Gather every line of the material below that contains the word "lake", copying each one in full. Case counts.

- [Dataset excerpt]:
——————————

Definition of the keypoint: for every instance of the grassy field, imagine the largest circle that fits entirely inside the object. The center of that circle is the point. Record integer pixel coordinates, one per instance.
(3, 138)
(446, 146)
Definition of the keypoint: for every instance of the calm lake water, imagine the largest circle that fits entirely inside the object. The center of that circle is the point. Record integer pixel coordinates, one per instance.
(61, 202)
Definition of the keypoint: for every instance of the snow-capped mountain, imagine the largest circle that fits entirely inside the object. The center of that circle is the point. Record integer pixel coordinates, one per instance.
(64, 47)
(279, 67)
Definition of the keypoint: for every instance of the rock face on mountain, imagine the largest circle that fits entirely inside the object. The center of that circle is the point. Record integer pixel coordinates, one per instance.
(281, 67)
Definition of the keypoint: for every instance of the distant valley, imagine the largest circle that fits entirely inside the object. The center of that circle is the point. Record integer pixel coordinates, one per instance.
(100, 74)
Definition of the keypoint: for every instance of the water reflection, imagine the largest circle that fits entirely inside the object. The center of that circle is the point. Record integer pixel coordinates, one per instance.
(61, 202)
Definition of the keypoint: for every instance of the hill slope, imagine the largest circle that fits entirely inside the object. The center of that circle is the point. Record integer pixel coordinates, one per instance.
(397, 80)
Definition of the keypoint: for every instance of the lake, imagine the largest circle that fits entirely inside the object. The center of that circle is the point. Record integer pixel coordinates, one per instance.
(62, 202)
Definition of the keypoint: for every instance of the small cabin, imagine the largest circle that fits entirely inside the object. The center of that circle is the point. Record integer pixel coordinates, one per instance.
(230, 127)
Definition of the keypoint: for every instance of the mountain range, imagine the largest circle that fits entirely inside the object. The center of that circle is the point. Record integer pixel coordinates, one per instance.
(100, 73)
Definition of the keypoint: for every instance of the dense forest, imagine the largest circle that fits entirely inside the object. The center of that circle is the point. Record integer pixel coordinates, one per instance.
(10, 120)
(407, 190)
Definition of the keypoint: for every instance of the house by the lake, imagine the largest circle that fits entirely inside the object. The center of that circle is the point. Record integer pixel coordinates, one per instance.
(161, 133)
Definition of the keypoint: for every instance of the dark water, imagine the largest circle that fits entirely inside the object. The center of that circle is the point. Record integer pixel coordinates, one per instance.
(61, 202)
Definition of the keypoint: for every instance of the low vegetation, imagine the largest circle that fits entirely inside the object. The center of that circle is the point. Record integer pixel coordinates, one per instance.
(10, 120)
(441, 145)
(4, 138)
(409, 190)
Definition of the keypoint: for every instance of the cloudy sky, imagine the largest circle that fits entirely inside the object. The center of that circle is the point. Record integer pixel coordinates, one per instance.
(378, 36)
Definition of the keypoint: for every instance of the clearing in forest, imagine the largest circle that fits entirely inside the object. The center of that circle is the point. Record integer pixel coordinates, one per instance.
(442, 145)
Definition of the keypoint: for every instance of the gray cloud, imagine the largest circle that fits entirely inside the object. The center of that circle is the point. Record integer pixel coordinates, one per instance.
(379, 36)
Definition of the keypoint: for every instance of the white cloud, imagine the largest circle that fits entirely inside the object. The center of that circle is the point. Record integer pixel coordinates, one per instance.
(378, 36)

——————————

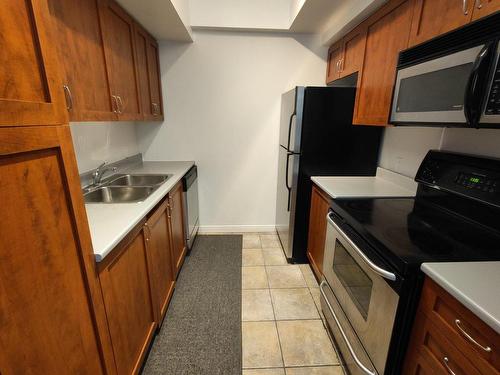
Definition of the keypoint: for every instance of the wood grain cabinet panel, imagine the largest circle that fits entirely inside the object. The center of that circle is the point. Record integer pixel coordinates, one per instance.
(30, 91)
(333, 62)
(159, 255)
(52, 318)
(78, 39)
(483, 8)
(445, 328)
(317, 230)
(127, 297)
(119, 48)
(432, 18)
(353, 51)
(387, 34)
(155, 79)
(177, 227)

——————————

- [Reply]:
Definition of the keypoint: for every instance of the calm lake water, imagine the largest circle that fits entirely inside the object. The center of that circle is the point. Record integer pixel coordinates, one per instance.
Definition of the keypoint: for every instance of the lake, imagine the largest circle that fits entirely inside the object. The center of that circle is the point. Record integer pixel coordinates, one per instance.
Definition of the keypoint: for every instance of the house by the lake, imagine the largest circle that fits entirely inside the object. The center of that circle is the point. Record integer pixel coordinates, one per instance.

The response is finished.